- Data listing -
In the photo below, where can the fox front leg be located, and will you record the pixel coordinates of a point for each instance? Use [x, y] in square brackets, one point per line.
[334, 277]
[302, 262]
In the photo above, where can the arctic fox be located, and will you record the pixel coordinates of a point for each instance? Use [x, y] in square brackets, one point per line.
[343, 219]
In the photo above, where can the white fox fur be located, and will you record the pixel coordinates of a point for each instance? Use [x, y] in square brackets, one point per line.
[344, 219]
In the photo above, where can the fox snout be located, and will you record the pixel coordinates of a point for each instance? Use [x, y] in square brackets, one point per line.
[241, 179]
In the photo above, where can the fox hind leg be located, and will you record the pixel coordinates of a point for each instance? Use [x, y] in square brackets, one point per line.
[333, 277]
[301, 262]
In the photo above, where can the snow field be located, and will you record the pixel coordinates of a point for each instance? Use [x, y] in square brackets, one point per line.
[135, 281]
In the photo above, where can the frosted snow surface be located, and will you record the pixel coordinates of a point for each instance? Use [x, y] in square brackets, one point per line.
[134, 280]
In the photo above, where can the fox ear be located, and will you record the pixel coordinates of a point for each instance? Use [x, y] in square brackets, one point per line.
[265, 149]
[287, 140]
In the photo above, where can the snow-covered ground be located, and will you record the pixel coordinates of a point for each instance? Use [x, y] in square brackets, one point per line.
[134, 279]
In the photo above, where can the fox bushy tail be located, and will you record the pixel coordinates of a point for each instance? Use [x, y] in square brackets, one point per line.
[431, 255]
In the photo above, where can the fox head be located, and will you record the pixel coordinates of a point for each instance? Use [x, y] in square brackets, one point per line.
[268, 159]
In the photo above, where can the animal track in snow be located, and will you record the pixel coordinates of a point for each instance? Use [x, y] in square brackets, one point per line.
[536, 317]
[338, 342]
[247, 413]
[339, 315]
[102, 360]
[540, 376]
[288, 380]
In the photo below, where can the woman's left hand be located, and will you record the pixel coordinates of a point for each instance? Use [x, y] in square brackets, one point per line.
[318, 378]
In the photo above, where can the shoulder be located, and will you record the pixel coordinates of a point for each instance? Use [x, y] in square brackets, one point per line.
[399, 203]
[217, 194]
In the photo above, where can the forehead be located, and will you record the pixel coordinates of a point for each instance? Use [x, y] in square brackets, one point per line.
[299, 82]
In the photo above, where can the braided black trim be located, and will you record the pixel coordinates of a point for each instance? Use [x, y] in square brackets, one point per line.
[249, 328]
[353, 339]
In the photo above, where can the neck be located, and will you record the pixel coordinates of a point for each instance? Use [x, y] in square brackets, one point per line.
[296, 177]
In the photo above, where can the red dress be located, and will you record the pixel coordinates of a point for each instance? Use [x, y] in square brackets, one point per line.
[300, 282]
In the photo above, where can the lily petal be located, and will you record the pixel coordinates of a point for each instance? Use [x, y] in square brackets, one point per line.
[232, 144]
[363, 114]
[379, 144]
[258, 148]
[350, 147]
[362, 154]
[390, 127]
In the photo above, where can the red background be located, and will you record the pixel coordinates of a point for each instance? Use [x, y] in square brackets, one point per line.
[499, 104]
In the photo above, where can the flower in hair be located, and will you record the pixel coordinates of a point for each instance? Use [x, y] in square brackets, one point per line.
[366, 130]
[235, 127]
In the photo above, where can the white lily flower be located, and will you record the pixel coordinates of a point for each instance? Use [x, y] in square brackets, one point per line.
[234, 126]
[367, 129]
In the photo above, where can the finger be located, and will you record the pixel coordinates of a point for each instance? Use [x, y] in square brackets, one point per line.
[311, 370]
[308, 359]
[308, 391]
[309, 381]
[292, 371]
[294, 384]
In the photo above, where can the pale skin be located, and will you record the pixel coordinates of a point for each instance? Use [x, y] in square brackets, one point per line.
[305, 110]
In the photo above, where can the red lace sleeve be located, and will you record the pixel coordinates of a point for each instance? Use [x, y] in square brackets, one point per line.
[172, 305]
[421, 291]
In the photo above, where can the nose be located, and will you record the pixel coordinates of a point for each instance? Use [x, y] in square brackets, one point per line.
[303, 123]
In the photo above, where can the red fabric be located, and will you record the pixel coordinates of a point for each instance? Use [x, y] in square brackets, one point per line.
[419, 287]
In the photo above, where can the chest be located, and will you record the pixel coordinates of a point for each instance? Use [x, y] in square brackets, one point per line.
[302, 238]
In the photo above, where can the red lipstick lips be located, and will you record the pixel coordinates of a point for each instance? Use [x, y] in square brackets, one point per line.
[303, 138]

- WHAT IS ASKED -
Using the entries above, please restate each one word for word.

- FINISHED EXERCISE -
In the photo below, where can the fox front leg be located, and will you record the pixel coordinates of a point for each instance? Use [x, y] in square brackets, one point per line.
[334, 277]
[302, 262]
In the photo above, where can the arctic fox be located, and will you record the pixel coordinates of a point for each instance? Use [x, y] in square brackets, one point per line.
[343, 219]
In the photo above, where can the white fox fur be located, and will you record the pixel coordinates of a point for each instance? Use [x, y] in square brackets, one point per line.
[344, 219]
In the photo above, where can the fox snout be located, and will you record the pixel coordinates of a point for each instance? Use [x, y] in square brackets, one point per line.
[241, 179]
In the photo above, where can the fox hind leg be located, and will you record the pixel coordinates of a point for each instance? Use [x, y] in square brackets, one point per line.
[333, 277]
[301, 262]
In the photo above, where can the snow field be located, and will you record the pixel coordinates of a point for each instance? Use [x, y] in square brackets, one point per line.
[135, 281]
In the photo above, where can the frosted snow surface be located, and will you record the pixel coordinates of a point for each instance? Use [x, y] in square brackets, one point per line.
[134, 280]
In the photo above, where can the fox ear be located, and will you record the pixel coordinates of a point for each instance? Use [x, y] in square brackets, one point per line.
[265, 149]
[287, 140]
In the photo above, where can the snow-covered ground be located, and will you record the pixel coordinates of a point for each instance? Use [x, y] in square brackets, one point per line.
[134, 279]
In the photo above, where can the fox bushy tail be located, and will you record the pixel coordinates of a point for each instance? Use [x, y] in square brackets, one point per line.
[431, 255]
In the photo above, where can the fox head be located, and will you record the pixel coordinates of a point for each instance? Use [x, y] in square brackets, one point per line.
[268, 159]
In the photo above, where can the animal track in snow be located, and will you record the pixel coordinates of a point for each instance? Use [x, y] in square brackets, one point per line.
[536, 317]
[338, 342]
[247, 413]
[339, 315]
[102, 360]
[540, 376]
[288, 380]
In the photo below, where can the woman's left hand be located, and will you record the pixel coordinates of a point for each instance? Use [x, y] in square brackets, one point per line.
[318, 378]
In the photo above, where can the shoulder be located, and will you record the pixel coordinates of a point for each instance? Use [x, y] in square brackets, one point per line.
[399, 203]
[217, 194]
In the photo above, where can the forehead be located, and will you record the pixel coordinates of a point for each instance? Use [x, y] in square brackets, one point per line.
[299, 82]
In the photo above, where can the braided black trim be located, and will you record the pixel coordinates of a point for each instance? Use [x, y] in square brackets, one point per line.
[249, 328]
[353, 339]
In the photo above, where can the neck be located, and will you record the pixel coordinates of a point for each instance? Use [x, y] in square brackets, one point per line.
[296, 177]
In the photo above, where can the red dress be located, and will you record the pixel coordinates of a point for each instance? Use [x, y] in square brackets, one point per line.
[300, 282]
In the photo above, where can the lily petal be located, and will you record the pixel coordinates of a point for each instance? Use [x, y] in square brackets, one point per line.
[232, 144]
[363, 114]
[379, 144]
[258, 148]
[350, 147]
[362, 154]
[390, 127]
In the photo above, where can the red background be located, and will you record the pixel coordinates of a point for each instance? Use [x, y] in square brackets, one point per line.
[499, 104]
In the photo above, where can the flower in hair be located, and will you record the pixel coordinates of a point for each instance? Use [x, y] in square brackets, one point per line.
[366, 130]
[235, 127]
In the photo above, where can the white lily flower be located, and will you record the pixel coordinates of a point for each instance? Use [x, y] in square brackets, one point per line.
[234, 126]
[367, 129]
In the photo above, where can the finger be located, and will you record the pixel coordinates of a point for each instance? Use [x, y] in square brackets, one point per line.
[311, 370]
[308, 359]
[308, 391]
[309, 381]
[292, 371]
[294, 384]
In the photo above, where can the pale skin be located, and will you record the pixel coordinates of a point for each instance? Use [x, y] in square brackets, one point per line.
[305, 110]
In the photo above, where can the red lace sleeve be located, and will you record the pixel coordinates of a point for each instance? Use [x, y] in square brackets, one point per line.
[172, 305]
[421, 291]
In the photo above, where can the nose be located, and will you record the pixel coordinates of a point for each instance? Use [x, y] in square brackets, one point per line.
[303, 123]
In the photo above, where can the red fabric be located, and will you record the pixel coordinates of a point for each instance? Use [x, y] in square brackets, one point per line.
[419, 287]
In the photo above, where can the chest be located, and will you record the pixel coordinates of a point for each instance? Use [x, y] in square brackets, one point per line.
[302, 238]
In the photo above, where can the red lipstick lips be located, and will you record the pixel coordinates of a point for each instance? Use [x, y] in square brackets, one point per line.
[303, 138]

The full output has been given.